Task to complete. Please reproduce the stretch of the divorce case notes below from "It was intent" through "75 S.W.3d 564.".

Passage to read.
Term "suit for divorce", relates to particular class of suits for causes arising after marriage. McDade v. McDade (Civ.App. 1929) 16 S.W.2d 304.
Statutory grounds for divorce should be strictly construed. Buckner v. Buckner (Civ.App. 1930) 27 S.W.2d 311.
Divorce statutes should be strictly construed. Woody v. Woody (Civ.App. 1963) 371 S.W.2d 576.
Wife's argument that application of no-fault divorce law had deprived her, without due process, of vested personal property rights in marital estates, namely, the medical benefits to which she was entitled to as the wife of a retired air force officer was without basis, since record did not reflect that wife had not been afforded adequate notice or a fair hearing. Hopkins v. Hopkins (Civ.App. 1976) 540 S.W.2d 783.
There is no distinction as to right of state to regulate marriage and divorce between marriages performed in church by minister and those performed outside church by a judge, and thus this section was constitutionally applied to Christian marriage performed in church by a minister based on husband's testimony and court's finding that marriage had become insupportable because of discord and conflict of personalities and that there was no reasonable expectation of any reconciliation. Trickey v. Trickey (App. 2 Dist. 1982) 642 S.W.2d 47, dismissed.
It was intent of legislature to make decree of divorce mandatory when party to marriage alleges insupportability and establishes statutory elements, regardless of who is at fault, and as such, when dissolution of marriage is sought solely on ground of insupportability, evidence of fault becomes irrelevant as analytical construct and may not be considered by trial court in its just and right division of community estate. Phillips v. Phillips (App. 9 Dist. 2002) 75 S.W.3d 564.
Purpose of legislature in enacting this section was to abolish necessity of presenting sordid and ugly details of conduct on the part of either spouse in order to obtain a decree of divorce. Baxla v. Baxla (Civ.App. 1975) 522 S.W.2d 736.

Data listing.
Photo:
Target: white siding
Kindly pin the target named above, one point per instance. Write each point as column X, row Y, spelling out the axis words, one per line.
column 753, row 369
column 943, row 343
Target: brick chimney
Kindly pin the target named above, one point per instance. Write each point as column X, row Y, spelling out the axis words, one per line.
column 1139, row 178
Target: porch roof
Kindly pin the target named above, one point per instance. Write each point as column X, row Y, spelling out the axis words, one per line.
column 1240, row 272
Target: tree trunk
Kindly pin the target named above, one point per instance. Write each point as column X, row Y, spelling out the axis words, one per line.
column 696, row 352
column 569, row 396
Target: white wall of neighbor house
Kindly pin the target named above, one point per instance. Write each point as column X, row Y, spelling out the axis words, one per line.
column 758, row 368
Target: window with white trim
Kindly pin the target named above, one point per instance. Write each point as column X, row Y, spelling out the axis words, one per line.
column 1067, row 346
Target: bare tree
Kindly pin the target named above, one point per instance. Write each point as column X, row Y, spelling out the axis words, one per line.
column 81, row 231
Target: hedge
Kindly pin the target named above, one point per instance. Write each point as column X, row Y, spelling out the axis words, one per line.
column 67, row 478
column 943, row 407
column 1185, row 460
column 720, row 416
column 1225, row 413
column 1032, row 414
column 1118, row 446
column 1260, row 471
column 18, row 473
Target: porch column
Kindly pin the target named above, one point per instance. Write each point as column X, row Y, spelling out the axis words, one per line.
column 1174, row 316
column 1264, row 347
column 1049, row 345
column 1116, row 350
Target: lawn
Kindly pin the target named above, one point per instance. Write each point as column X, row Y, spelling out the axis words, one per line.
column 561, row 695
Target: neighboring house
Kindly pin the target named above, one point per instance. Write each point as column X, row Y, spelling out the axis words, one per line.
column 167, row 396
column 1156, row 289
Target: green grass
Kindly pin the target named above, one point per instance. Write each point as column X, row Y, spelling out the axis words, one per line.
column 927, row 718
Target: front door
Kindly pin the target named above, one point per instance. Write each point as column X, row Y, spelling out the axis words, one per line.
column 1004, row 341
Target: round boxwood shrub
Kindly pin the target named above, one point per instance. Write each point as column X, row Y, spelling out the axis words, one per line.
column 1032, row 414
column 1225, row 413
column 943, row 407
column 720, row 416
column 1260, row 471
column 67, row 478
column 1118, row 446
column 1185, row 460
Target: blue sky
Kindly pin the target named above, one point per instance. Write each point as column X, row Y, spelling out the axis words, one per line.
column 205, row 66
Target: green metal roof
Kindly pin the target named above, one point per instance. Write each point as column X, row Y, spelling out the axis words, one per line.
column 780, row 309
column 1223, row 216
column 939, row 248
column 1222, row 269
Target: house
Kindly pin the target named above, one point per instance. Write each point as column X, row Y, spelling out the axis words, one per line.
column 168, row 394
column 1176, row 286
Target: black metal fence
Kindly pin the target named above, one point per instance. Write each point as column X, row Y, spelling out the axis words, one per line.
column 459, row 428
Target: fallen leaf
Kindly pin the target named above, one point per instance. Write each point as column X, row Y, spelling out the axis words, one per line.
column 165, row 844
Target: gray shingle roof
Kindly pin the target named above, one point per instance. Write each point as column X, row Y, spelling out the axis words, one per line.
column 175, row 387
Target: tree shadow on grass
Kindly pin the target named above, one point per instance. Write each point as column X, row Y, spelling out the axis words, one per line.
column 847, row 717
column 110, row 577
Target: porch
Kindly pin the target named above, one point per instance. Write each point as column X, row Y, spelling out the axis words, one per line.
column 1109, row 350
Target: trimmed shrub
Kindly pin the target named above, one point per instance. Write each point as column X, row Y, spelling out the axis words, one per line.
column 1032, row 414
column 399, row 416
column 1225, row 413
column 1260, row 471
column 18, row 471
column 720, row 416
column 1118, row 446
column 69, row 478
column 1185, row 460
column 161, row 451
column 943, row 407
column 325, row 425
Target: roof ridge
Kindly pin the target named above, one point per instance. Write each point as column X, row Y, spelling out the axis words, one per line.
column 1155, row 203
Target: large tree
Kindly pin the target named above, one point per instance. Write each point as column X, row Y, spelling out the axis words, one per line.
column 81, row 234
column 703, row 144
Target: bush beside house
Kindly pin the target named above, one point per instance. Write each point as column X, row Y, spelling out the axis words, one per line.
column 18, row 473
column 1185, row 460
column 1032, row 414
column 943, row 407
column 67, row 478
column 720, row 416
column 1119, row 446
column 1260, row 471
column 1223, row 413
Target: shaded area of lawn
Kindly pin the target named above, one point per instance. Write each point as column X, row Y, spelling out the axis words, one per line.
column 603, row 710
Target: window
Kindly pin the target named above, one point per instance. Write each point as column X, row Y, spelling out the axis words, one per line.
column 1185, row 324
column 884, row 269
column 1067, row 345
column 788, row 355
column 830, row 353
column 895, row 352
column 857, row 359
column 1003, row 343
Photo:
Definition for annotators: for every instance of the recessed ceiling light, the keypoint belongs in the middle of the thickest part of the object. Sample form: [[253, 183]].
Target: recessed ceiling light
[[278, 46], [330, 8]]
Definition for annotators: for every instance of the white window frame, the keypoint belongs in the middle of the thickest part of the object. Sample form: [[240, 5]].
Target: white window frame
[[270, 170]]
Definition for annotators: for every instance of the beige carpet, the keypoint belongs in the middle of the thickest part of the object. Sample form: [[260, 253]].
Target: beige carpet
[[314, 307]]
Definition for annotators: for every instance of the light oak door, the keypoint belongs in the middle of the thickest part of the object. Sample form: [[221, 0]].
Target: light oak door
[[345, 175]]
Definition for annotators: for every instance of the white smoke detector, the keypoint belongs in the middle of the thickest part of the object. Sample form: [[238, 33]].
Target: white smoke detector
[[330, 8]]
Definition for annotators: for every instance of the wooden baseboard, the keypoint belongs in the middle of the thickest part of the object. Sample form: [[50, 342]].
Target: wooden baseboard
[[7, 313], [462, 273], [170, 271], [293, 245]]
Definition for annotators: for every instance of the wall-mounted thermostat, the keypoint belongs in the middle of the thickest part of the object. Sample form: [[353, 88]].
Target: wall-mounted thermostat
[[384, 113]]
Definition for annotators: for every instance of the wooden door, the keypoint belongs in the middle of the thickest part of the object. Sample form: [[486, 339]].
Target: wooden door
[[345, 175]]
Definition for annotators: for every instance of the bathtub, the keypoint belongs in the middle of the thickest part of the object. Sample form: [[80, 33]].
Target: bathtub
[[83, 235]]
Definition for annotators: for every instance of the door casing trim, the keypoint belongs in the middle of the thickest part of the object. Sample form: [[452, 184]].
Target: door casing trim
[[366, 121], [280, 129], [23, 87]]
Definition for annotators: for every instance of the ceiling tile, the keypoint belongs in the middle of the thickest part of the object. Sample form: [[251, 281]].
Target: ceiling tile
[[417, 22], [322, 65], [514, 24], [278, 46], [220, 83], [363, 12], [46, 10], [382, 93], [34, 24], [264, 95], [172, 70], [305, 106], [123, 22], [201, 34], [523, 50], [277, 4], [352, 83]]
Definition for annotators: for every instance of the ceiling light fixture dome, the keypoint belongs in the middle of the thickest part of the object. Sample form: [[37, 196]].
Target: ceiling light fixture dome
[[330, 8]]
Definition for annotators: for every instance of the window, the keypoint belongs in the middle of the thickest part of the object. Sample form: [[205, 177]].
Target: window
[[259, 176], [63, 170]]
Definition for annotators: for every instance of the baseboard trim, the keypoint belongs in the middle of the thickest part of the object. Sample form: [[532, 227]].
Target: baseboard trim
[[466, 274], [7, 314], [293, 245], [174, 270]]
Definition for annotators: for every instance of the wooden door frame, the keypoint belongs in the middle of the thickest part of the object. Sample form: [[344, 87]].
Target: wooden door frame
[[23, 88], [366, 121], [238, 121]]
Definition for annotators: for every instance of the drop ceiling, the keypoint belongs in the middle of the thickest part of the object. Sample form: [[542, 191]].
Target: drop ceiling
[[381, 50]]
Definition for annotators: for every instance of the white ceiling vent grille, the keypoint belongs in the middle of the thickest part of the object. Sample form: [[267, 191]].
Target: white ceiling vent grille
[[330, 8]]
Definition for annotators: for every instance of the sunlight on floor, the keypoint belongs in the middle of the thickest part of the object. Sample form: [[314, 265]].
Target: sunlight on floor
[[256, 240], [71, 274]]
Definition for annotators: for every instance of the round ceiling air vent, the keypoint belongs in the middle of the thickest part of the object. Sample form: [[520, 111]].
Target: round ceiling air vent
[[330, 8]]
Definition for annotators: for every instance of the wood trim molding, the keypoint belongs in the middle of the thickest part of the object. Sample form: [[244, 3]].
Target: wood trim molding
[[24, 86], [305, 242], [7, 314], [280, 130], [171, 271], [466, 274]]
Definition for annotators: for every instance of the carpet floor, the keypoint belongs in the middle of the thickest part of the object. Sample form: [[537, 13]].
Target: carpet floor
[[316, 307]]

Answer to the problem.
It was intent of legislature to make decree of divorce mandatory when party to marriage alleges insupportability and establishes statutory elements, regardless of who is at fault, and as such, when dissolution of marriage is sought solely on ground of insupportability, evidence of fault becomes irrelevant as analytical construct and may not be considered by trial court in its just and right division of community estate. Phillips v. Phillips (App. 9 Dist. 2002) 75 S.W.3d 564.